* [WHAT YOU SHOULD DO] Go through the material underneath and show every line where the string "shaped" occurs.

* [DATA LISTING]
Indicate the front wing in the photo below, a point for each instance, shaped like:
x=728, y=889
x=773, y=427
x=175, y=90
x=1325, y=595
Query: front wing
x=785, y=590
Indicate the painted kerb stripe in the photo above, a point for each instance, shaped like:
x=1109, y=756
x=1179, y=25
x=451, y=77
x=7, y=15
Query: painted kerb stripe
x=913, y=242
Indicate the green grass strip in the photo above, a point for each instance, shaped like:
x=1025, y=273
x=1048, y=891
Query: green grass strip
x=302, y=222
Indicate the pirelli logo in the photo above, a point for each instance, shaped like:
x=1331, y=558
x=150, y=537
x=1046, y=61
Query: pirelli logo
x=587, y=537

* [ANSWER]
Indicate the front wing in the photo below, a point for each instance, shaped like:
Indicate the painted kerb stripe in the photo above, a point for each instance, shaped like:
Indicate the green grass strip in the photo above, a point for each instance, shaped like:
Indicate the pirelli logo in the photo above, a point for each instance, shaped like:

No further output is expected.